'''
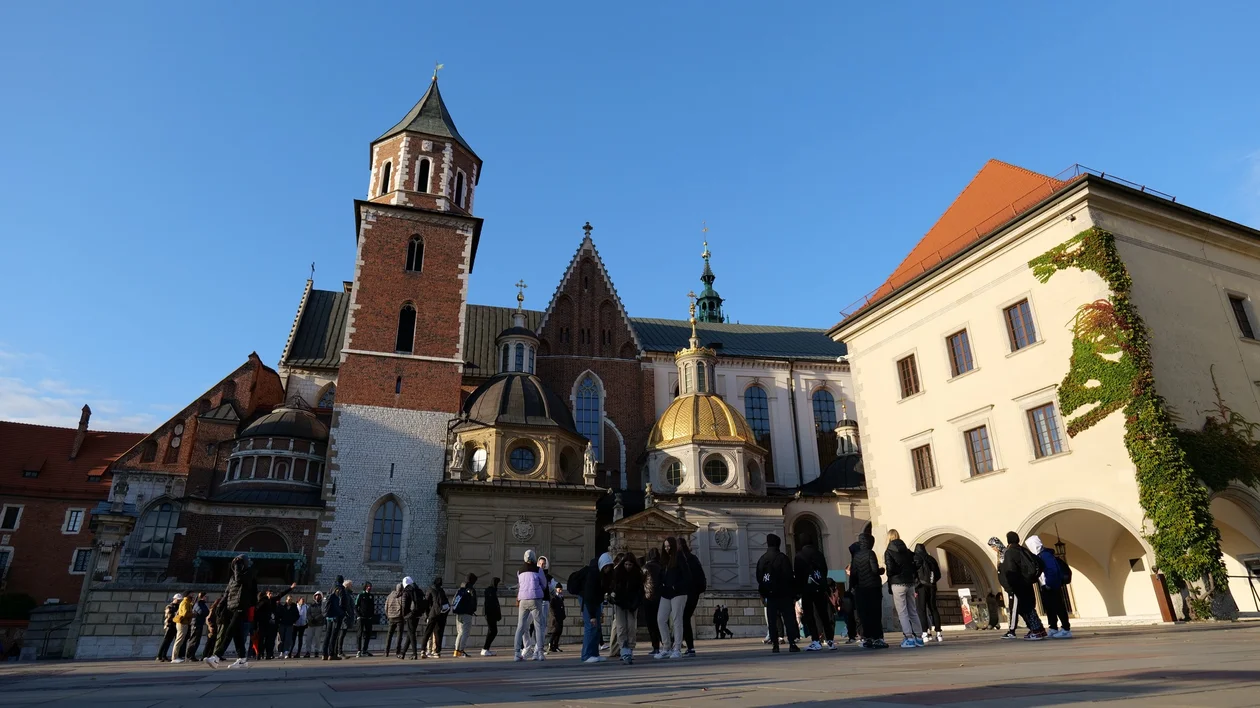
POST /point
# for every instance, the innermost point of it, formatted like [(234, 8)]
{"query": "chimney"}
[(82, 432)]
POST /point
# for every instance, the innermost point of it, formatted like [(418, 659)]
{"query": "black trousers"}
[(166, 640), (688, 611), (870, 610), (231, 631), (926, 602), (492, 630), (818, 616), (1056, 607), (781, 609)]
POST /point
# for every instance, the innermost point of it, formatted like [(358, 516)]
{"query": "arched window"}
[(422, 175), (589, 418), (158, 532), (756, 410), (406, 330), (459, 189), (386, 178), (387, 533), (416, 255)]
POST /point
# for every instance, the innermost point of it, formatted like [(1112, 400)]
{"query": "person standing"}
[(435, 621), (810, 571), (393, 616), (653, 576), (531, 596), (778, 588), (699, 583), (674, 585), (626, 600), (927, 573), (169, 628), (464, 610), (1021, 570), (493, 616), (867, 587), (1052, 587)]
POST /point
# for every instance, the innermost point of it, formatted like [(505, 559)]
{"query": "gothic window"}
[(422, 175), (158, 532), (406, 330), (386, 178), (387, 533), (589, 420), (416, 255), (756, 410)]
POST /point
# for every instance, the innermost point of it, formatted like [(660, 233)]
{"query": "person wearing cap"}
[(531, 596)]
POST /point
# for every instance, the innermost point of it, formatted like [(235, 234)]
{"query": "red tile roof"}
'''
== GIVEN INSTRUCTION ==
Copy every one of the records above word for word, leaving out the pictures.

== OUTPUT FOR THIS TASK ==
POST /point
# for every instance, the innermost point of it, formatted like [(234, 8)]
{"query": "chimney"}
[(82, 432)]
POST /point
# for every instance, the innermost point of it, formatted like [(418, 659)]
{"query": "black trousers"}
[(166, 640), (688, 611), (870, 610), (231, 631), (926, 602), (492, 630), (818, 616), (1056, 607), (781, 609)]
POST /point
# for every instance, the innermost point of it, formatted like [(358, 516)]
{"query": "arched window"}
[(422, 175), (589, 418), (158, 532), (756, 410), (406, 330), (459, 189), (386, 178), (387, 533), (416, 255)]
POST /point
# for every instance, the innermost point of it, formatted like [(1112, 400)]
{"query": "person standing"}
[(435, 621), (810, 571), (393, 616), (653, 576), (531, 596), (778, 588), (699, 583), (674, 585), (626, 600), (927, 573), (169, 628), (464, 610), (1021, 570), (493, 616), (867, 587), (1052, 587)]
POST /point
# for every instance, the innermost point of it, formatted like [(505, 559)]
{"query": "gothic window"}
[(422, 175), (158, 532), (406, 330), (386, 178), (387, 533), (589, 420), (416, 255), (756, 410)]
POST /point
# for every instance, the innermost point of it, formatted like [(660, 233)]
{"query": "person wearing cap"}
[(531, 596)]
POST /point
# for every instance, the innermost point of it, formatted like [(235, 234)]
{"query": "red tile roof"}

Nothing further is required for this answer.